*Location identification items*
========
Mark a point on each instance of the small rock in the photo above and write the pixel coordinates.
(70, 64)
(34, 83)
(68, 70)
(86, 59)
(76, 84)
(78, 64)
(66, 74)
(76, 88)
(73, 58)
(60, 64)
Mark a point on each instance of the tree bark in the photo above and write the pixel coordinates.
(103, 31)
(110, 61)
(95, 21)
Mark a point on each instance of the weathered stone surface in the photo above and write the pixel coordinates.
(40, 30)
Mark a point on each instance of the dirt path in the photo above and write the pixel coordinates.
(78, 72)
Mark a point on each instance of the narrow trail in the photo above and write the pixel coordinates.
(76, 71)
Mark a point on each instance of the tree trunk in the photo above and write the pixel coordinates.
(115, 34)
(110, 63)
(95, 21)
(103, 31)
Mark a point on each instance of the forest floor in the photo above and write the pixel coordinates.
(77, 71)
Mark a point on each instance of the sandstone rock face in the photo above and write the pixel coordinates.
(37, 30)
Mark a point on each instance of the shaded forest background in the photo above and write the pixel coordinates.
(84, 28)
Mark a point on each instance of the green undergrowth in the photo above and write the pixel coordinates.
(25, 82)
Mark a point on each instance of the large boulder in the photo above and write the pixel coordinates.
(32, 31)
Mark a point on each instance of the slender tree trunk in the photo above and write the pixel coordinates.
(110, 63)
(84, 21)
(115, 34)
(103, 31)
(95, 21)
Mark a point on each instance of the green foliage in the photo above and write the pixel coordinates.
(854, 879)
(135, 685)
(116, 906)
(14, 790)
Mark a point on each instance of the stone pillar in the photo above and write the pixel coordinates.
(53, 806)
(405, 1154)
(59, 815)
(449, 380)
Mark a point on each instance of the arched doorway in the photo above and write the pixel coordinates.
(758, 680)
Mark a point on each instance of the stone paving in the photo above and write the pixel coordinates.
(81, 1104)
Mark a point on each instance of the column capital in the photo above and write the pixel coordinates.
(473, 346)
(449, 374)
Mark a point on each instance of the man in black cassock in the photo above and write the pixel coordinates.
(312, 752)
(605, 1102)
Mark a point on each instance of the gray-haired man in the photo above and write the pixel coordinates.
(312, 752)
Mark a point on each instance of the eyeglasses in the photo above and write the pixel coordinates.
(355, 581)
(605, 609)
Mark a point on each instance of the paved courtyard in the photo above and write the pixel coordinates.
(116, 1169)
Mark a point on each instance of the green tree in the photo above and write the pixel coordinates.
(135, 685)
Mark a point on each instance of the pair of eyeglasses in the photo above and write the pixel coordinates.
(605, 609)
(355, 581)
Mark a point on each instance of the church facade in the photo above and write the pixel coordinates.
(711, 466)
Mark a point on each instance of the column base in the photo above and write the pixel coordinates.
========
*What this task involves*
Give an exact repetition of all the material.

*Finished exercise*
Mark a point on each instance of the small rock in the photo above and write the pixel coordinates.
(70, 64)
(34, 83)
(68, 70)
(86, 59)
(76, 84)
(78, 64)
(66, 74)
(76, 88)
(73, 58)
(60, 64)
Mark a point on each instance of the tree bark in the photo above and write the pixel coordinates.
(103, 31)
(110, 61)
(95, 21)
Mark a point on each instance of the weathered stone surface in the photo above and write the pixel coordinates.
(40, 30)
Mark a point on each instance of the dirt path in the photo above and write the pixel coordinates.
(78, 72)
Mark a point on each instance of the narrow trail in the photo above and write the pixel coordinates.
(76, 71)
Mark a point on each instance of the tree trunk in the photo above and write the pixel coordinates.
(115, 34)
(110, 63)
(95, 21)
(103, 31)
Mark a point on each instance of the forest floor in the photo above and write the pixel coordinates.
(77, 71)
Mark a point on each instance of the sandstone rock face in the photo above and write the pixel coordinates.
(37, 30)
Mark a point on each instance of the shaded forest background in the photo above and write the pixel coordinates.
(84, 28)
Mark a point on each instance of the green undergrowth in the photo above and write the pixel coordinates.
(25, 82)
Mark a point on each instance of the large boulder in the photo above and write the pixel coordinates.
(32, 31)
Mark a point on each instance of the slender tree trunk in the photo above and write the pixel coordinates.
(110, 63)
(84, 21)
(115, 34)
(103, 31)
(95, 21)
Mark a point on each instance of the green foliage in the photo above and write the pixel coordinates.
(854, 879)
(135, 685)
(116, 906)
(14, 790)
Mark a point on each instance of the stone pillar in the photo above and write the pixel coordinates.
(53, 806)
(405, 1154)
(59, 815)
(449, 380)
Mark a point on each instance of the arched doorway in the photo above and write the pixel coordinates.
(758, 680)
Mark a point on each instance of the stone paving in the photo above and write the pixel coordinates.
(81, 1104)
Mark a point on each instance of the column capital in the photo above and write the pixel coordinates.
(473, 346)
(449, 374)
Mark a point on each instance of the man in black cassock in the photo above and write the pixel coordinates.
(312, 752)
(605, 1102)
Mark a point on each instance of the gray-haired man in the photo above and write the pixel coordinates.
(312, 752)
Mark a point on each instance of the eyeglasses in the photo above and write the pixel coordinates.
(355, 581)
(605, 609)
Mark a point on each instance of the paved courtyard in the photo above and write the pixel coordinates.
(116, 1169)
Mark a point on each instance of the green tree in the photo above and write the pixel coordinates.
(135, 685)
Mark a point on each instance of the pair of eyeglasses in the photo above and write the pixel coordinates.
(605, 609)
(355, 581)
Mark a point on each instance of the church facade in the photo above and write the pixel coordinates.
(711, 466)
Mark a point on each instance of the column base in the photo above and write the pixel coordinates.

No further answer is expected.